Translate this sentence from the text on commencement versus graduation into Spanish: "It may not always be the case that a youth is ready for Commencement at age 18."

======== DOCUMENT TEXT

Commencement vs. graduation
So our vision of what it takes to pass from being a youth to being an adult
is rather all-encompassing and makes the mere passing of an academic hurdle
rather inconsequential by comparison. But it was
this larger vision that I wanted to incorporate in Sarah’s graduation. I
decided to call the event a Commencement (to borrow another
graduation-related term), but it had a new meaning for us. We were marking
the commencement of Sarah upon the journey of godly womanhood, having been
adequately prepared to take on that role (the term is thus the equivalent of
Life Graduation).
In her case I decided that she was sufficiently discipled to take this larger step at her now 18 years of
age. It may not always be the case that a youth is ready for Commencement at
age 18. That is especially so for young men who often need several years of
special preparation to be ready to take on the support of a wife and family.
It may be most helpful to separate the idea of graduation from high school
from that of Commencement as here defined. For the
sake of convention (including inquiring relatives and friends)
it may be useful to acknowledge the passing of the cultural milestone of
finishing high school level work (graduation). But
the big emphasis would be placed on that moment of passage when a father and
mother declared a son or daughter fully prepared to step onto the stage of
life as a godly man or woman in their own right and, in particular, ready to
take a spouse and set up a home (Commencement).

================
======== GIVEN DATA

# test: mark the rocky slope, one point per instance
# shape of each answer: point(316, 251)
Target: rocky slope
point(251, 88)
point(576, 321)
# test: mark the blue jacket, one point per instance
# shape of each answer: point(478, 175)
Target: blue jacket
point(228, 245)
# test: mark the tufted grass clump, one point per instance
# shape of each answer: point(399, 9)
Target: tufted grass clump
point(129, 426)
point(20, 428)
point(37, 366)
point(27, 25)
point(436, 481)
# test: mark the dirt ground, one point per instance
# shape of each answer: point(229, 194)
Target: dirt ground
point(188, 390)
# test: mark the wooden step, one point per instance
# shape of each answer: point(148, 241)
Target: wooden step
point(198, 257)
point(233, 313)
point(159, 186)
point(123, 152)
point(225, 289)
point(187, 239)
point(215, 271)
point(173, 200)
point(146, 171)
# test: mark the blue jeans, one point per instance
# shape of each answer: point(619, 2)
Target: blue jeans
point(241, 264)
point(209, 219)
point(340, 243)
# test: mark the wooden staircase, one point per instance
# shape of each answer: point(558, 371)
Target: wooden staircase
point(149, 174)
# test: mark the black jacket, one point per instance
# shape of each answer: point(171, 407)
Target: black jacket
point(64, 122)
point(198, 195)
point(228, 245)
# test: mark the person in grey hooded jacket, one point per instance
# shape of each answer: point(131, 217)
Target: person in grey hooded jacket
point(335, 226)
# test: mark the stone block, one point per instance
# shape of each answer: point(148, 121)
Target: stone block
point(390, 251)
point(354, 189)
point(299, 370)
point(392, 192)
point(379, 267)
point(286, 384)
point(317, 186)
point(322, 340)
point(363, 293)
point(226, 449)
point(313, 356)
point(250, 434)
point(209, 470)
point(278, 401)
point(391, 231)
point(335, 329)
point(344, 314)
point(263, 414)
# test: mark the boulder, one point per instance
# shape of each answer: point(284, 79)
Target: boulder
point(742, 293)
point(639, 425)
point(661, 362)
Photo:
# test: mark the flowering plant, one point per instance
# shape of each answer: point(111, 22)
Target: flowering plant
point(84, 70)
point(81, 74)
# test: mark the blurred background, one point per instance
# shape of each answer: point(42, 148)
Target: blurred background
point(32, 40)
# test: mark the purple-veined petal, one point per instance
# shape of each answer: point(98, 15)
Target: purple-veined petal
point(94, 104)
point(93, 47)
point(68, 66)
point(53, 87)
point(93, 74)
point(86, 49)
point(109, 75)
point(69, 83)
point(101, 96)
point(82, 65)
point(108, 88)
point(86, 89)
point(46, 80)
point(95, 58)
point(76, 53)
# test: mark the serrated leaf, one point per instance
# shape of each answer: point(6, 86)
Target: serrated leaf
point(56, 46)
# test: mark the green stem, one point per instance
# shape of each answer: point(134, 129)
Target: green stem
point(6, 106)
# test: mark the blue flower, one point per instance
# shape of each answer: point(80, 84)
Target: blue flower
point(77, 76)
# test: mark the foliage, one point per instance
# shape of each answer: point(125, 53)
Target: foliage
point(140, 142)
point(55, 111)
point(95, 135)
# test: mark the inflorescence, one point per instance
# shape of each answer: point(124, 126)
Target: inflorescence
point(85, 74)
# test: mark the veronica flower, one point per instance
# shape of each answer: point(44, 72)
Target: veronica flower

================

» **RESULT OF THIS TASK**:
Puede que no siempre se dé el caso de que un joven esté preparado para el Commencement a los 18 años.